(Set task):
Put every line of the records below into a JSON list of strings, with one string per line and blank lines omitted.

Location identification items
--- Start ---
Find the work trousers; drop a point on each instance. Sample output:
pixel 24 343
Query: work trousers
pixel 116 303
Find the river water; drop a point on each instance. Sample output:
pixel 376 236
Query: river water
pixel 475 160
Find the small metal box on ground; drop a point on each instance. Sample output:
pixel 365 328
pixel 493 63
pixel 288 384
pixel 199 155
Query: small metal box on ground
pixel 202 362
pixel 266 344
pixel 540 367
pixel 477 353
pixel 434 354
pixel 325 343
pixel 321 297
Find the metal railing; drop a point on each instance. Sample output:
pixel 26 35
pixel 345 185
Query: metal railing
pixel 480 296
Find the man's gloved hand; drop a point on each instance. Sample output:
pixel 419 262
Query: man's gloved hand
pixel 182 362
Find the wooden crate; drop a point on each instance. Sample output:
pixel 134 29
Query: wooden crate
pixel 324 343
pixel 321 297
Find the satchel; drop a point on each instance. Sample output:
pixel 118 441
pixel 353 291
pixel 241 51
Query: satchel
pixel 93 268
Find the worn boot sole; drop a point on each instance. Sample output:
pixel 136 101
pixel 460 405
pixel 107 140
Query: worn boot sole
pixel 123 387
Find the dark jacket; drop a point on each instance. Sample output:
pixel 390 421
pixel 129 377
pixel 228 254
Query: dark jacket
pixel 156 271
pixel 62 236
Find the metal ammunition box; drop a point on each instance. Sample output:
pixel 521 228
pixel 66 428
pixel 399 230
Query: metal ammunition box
--- End ---
(Task output):
[
  "Find the work trousers; drop a point on each instance. Sample output:",
  "pixel 24 343",
  "Query: work trousers",
  "pixel 116 303",
  "Find the river water; drop a point on each instance. Sample output:",
  "pixel 376 236",
  "Query: river water",
  "pixel 475 160",
  "Find the small metal box on ground; drop a point on each instance. Sample output:",
  "pixel 365 328",
  "pixel 493 63",
  "pixel 288 384",
  "pixel 199 155",
  "Query: small metal box on ground",
  "pixel 202 362",
  "pixel 266 344",
  "pixel 540 367",
  "pixel 477 353",
  "pixel 434 354",
  "pixel 325 343",
  "pixel 321 297",
  "Find the metal railing; drop a point on each instance. Sample output:",
  "pixel 26 35",
  "pixel 345 185",
  "Query: metal railing",
  "pixel 480 296",
  "Find the man's gloved hand; drop a point on each instance. Sample output:",
  "pixel 419 262",
  "Query: man's gloved hand",
  "pixel 182 362",
  "Find the wooden crate; drop a point on each instance. Sample output:",
  "pixel 134 29",
  "Query: wooden crate",
  "pixel 324 343",
  "pixel 321 297",
  "Find the satchel; drop a point on each instance. Sample output:",
  "pixel 118 441",
  "pixel 353 291",
  "pixel 241 51",
  "Query: satchel",
  "pixel 93 268",
  "Find the worn boot sole; drop a point on each instance. Sample output:",
  "pixel 136 101",
  "pixel 460 405",
  "pixel 107 140",
  "Query: worn boot sole",
  "pixel 123 387",
  "Find the dark jacket; drop a point on each instance. Sample output:",
  "pixel 390 421",
  "pixel 129 377",
  "pixel 228 254",
  "Query: dark jacket",
  "pixel 156 271",
  "pixel 62 236",
  "Find the metal ammunition box; drop a point on each instance. Sample output:",
  "pixel 521 228",
  "pixel 66 428",
  "pixel 399 230",
  "Query: metal ammunition box"
]